[[ PROVIDED ENTRIES open ]]

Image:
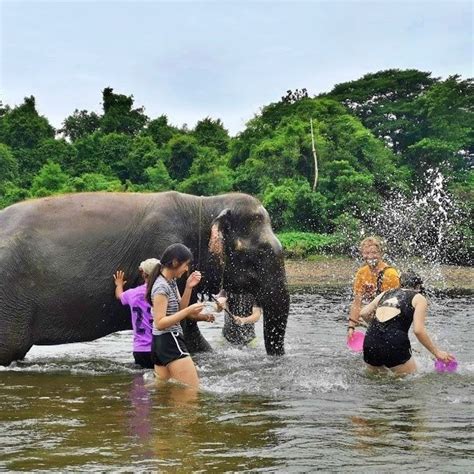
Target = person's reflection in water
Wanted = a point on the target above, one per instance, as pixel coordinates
(393, 424)
(141, 404)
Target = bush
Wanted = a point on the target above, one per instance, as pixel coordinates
(303, 244)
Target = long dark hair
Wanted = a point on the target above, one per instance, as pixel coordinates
(178, 253)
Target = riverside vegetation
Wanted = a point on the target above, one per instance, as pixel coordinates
(395, 152)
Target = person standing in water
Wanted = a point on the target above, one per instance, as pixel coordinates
(170, 355)
(371, 279)
(386, 343)
(140, 312)
(240, 319)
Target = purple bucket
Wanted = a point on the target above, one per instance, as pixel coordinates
(442, 366)
(356, 342)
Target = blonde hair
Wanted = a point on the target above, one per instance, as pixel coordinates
(371, 240)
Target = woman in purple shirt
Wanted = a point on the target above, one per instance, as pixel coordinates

[[ PROVIDED ENTRIES closed ]]

> EXERCISE GOAL: Nothing but the pictures is to be left out; the rest of the listing should be copied exactly.

> OUTPUT:
Image:
Target = person's reflection in water
Wanted = a point on the target above, one per instance, as pixel coordinates
(393, 424)
(141, 404)
Target = bush
Wanted = a point on the target above, one per instance, as pixel coordinates
(303, 244)
Target = long dark hair
Wanted = a point on the target above, one per instance, as pixel coordinates
(178, 253)
Target = riverside vegetation
Wanted = a point on the target above, one per instance, as pixel coordinates
(395, 152)
Target = person standing in water
Wanted = a point on the target above, one per instance, as pixel coordinates
(170, 355)
(371, 279)
(386, 343)
(140, 312)
(240, 319)
Target = purple bucket
Wanted = a point on the target above, one per instance, as pixel coordinates
(442, 366)
(356, 342)
Target = blonde hair
Wanted = a point on the target above, one per instance, as pixel coordinates
(371, 240)
Target = woman in purple shirt
Wanted = a point on the target above, one per instance, as pixel coordinates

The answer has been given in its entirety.